§ **TASKS**
1. Restate word for word the part of the Terrance Bailey profile from "Career highlights" up to and including "all-time greatest players.".
2. Take the Terrance Bailey profile further, continuing on from its final sentence.

§ **EXTRACT**
===============

Terrance Bailey

Personal information
- Born: July 3, 1965 (age 61) Newark, New Jersey, U.S.
- Listed height: 6 ft 2 in (1.88 m)
- Listed weight: 180 lb (82 kg)

Career information
- High school: Ewing (Ewing Township, New Jersey)
- College: Wagner (1983–1987)
- NBA draft: 1987: 2nd round, 42nd overall pick
- Drafted by: Atlanta Hawks
- Position: Shooting guard

Career highlights
- NCAA scoring champion (1986); NEC Player of the Year (1986); 3× First-team All-NEC (1985–1987);
- Stats at Basketball Reference

= Terrance Bailey =

American basketball player (born 1965)

Terrance Bailey (born July 3, 1965) is an American former basketball player who led NCAA Division I in scoring as a junior in 1985–86. A native of Newark, New Jersey, Bailey played at Wagner College for four years and established himself as one of the Northeast Conference's all-time greatest players.

===============

§ **STORED ROWS**
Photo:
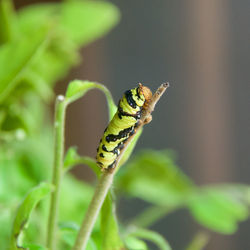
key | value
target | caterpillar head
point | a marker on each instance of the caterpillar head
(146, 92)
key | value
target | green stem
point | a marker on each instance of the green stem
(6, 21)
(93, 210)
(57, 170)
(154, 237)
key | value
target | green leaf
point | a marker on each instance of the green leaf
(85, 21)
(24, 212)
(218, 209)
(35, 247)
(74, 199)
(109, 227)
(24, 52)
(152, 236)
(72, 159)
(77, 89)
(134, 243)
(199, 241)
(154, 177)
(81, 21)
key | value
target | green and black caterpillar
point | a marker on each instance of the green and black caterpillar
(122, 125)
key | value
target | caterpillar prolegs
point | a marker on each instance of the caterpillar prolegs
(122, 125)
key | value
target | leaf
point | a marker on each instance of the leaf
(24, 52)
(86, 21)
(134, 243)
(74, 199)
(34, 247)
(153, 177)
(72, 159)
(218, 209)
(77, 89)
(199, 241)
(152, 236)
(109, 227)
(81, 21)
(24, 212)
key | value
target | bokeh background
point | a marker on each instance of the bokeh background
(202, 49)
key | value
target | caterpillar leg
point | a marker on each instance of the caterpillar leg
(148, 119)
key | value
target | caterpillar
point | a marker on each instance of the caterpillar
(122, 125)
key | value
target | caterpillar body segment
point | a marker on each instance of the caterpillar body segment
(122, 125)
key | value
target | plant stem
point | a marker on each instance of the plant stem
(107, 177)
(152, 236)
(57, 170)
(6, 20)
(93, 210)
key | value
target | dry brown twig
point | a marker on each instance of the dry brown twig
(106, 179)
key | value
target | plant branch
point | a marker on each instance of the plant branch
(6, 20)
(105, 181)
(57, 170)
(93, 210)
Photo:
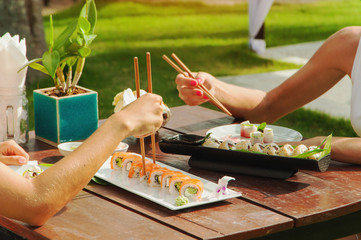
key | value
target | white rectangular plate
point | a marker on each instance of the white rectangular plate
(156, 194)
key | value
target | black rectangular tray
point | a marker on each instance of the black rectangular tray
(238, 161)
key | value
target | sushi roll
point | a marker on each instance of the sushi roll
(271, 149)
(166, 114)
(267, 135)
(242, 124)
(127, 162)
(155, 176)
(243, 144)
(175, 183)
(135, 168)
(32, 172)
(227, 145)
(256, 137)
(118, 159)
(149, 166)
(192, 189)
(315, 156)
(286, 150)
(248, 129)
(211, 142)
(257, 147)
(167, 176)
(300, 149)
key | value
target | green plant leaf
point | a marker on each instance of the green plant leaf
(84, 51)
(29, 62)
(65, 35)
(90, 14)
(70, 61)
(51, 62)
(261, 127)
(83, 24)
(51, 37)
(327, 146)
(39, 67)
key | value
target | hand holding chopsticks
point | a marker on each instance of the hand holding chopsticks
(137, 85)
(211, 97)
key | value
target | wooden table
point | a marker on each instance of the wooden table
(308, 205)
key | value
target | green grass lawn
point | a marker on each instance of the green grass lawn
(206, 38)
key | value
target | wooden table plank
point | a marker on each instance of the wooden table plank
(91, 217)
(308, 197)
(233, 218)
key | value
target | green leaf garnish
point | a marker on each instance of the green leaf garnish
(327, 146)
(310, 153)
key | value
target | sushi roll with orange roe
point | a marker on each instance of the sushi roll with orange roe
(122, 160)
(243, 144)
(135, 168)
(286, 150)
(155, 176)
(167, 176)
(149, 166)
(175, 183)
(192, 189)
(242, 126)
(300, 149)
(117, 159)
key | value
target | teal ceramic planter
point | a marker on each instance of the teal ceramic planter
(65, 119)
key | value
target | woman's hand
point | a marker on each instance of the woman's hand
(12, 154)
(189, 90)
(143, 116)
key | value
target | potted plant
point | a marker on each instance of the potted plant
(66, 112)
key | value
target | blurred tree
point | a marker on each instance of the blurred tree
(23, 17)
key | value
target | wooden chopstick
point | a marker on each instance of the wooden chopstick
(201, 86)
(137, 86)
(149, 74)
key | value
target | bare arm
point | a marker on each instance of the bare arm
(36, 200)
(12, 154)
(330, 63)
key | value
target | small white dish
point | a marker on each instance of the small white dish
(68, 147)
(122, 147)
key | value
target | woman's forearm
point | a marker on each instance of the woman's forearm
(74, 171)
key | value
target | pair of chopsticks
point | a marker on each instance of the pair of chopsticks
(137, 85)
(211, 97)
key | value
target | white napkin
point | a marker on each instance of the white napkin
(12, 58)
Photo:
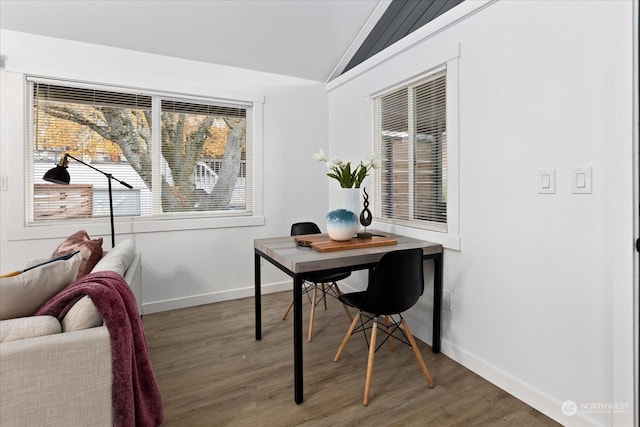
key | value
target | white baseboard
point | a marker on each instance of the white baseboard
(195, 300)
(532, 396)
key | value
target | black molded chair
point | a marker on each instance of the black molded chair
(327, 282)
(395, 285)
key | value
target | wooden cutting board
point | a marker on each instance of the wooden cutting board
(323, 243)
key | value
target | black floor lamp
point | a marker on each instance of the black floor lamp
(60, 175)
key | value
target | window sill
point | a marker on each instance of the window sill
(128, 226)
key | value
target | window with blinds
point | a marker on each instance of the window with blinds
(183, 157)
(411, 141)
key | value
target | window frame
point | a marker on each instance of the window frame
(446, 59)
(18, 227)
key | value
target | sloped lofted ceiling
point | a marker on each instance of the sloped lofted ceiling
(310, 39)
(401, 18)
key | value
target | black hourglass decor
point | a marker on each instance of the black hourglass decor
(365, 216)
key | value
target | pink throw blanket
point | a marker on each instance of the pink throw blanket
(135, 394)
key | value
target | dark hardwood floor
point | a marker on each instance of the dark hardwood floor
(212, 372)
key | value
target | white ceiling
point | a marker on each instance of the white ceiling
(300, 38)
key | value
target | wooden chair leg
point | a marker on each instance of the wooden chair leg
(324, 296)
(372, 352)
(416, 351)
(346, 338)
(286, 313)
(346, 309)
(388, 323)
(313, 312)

===============

§ **ANSWER SET**
1.
Career highlights
- NCAA scoring champion (1986); NEC Player of the Year (1986); 3× First-team All-NEC (1985–1987);
- Stats at Basketball Reference

= Terrance Bailey =

American basketball player (born 1965)

Terrance Bailey (born July 3, 1965) is an American former basketball player who led NCAA Division I in scoring as a junior in 1985–86. A native of Newark, New Jersey, Bailey played at Wagner College for four years and established himself as one of the Northeast Conference's all-time greatest players.

2.
Raised in Ewing Township, New Jersey, Baily played prep basketball at Ewing High School.

Bailey played in 110 career games for the Wagner Seahawks and scored a conference record 2,591 points, nearly 300 more than the next closest player. In his NCAA-leading junior season, he averaged 29.4 points per game, was named the Northeast Conference Player of the Year, an honorable mention All-American and was in his second of an unmatched three consecutive first team all-conference seasons. He once had back-to-back 40 point games and was named Sports Illustrateds Player of the Week. The New York Metropolitan Basketball Writers Association twice named him to their All-Met team. After his collegiate career ended, Bailey was selected in the second round (42nd overall) of the 1987 NBA draft by the Atlanta Hawks but never got to play in the league. He then played overseas, notably with the Presto Tivolis, in the Philippine Basketball Association in 1989.

As of 2013, he lived in Trenton where he worked as a pre-school teacher. He was awarded a bachelor's degree in 2021 from Wagner College with a major in education and minors in speech and theater.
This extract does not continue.